▶ Aim of the exercise
Please retype every entry below, keeping it exactly the same.

(Data provided begins)

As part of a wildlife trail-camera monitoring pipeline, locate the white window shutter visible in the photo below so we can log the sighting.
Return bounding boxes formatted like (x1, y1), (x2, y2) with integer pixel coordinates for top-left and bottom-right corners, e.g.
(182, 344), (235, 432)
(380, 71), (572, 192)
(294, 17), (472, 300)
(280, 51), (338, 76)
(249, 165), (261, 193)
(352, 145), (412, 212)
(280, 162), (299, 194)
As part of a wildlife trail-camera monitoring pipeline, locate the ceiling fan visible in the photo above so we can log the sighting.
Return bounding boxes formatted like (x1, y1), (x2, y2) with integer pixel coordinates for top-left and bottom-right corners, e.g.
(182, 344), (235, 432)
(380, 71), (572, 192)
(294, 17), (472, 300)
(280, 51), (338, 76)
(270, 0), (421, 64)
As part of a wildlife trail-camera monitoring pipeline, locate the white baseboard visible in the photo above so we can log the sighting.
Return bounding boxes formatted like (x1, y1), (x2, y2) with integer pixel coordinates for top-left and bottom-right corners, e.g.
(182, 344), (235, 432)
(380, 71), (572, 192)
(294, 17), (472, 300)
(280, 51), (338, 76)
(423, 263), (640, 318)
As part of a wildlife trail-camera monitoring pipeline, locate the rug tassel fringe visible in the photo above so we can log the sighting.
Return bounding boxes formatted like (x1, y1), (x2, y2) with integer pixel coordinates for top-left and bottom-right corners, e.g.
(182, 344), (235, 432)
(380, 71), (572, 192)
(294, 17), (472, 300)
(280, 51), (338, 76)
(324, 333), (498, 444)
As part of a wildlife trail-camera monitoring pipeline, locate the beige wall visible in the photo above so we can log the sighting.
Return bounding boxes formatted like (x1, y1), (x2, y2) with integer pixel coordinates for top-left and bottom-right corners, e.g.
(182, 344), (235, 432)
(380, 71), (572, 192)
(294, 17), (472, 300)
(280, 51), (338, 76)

(Data provided ends)

▶ Result for this exercise
As part of a wildlife trail-camera monitoring pipeline, locate the white window shutter visible in the photo below so we can log the sighting.
Return bounding boxes formatted like (x1, y1), (x2, y2) with integer pixel coordinates for top-left and bottom-right corners, e.g.
(182, 344), (235, 432)
(380, 71), (572, 192)
(294, 17), (472, 300)
(280, 51), (338, 76)
(249, 165), (261, 193)
(352, 145), (412, 212)
(280, 162), (299, 194)
As part of a wildlife trail-camera monitoring pipeline, locate the ceiling fan visible in the photo above so we can log the sighting.
Return bounding boxes formatted like (x1, y1), (x2, y2) with integer pixel coordinates for top-left and bottom-right corners, e.g.
(182, 344), (235, 432)
(380, 71), (572, 192)
(294, 17), (472, 300)
(280, 51), (338, 76)
(270, 0), (421, 64)
As part of a wildlife trail-camera monitoring pipeline, locate the white baseboard visible in the photo above so we can log the sighting.
Return bounding boxes formatted like (x1, y1), (x2, y2) with integer pixel coordinates for top-left and bottom-right corners, e.g.
(182, 344), (235, 432)
(380, 71), (572, 192)
(294, 17), (472, 300)
(280, 51), (338, 76)
(423, 263), (640, 318)
As part of a wildlife trail-camera monitoring pipeline, locate the rug tassel fringe visible in the photo above so we can log the sighting.
Return bounding boxes formatted like (x1, y1), (x2, y2) with integer pixel coordinates for top-left and bottom-right corners, e.g.
(182, 344), (235, 432)
(380, 71), (572, 192)
(294, 17), (472, 300)
(280, 51), (338, 76)
(324, 333), (498, 444)
As part of a wildlife trail-camera monitoring pipeline, locate the beige wall visible in the photo above so we can log the sighting.
Return bounding boxes formatted like (x1, y1), (x2, y2) with integer pixel coordinates for top-left and bottom-right corners, e.g.
(182, 344), (235, 432)
(380, 71), (572, 192)
(294, 17), (472, 300)
(280, 51), (338, 76)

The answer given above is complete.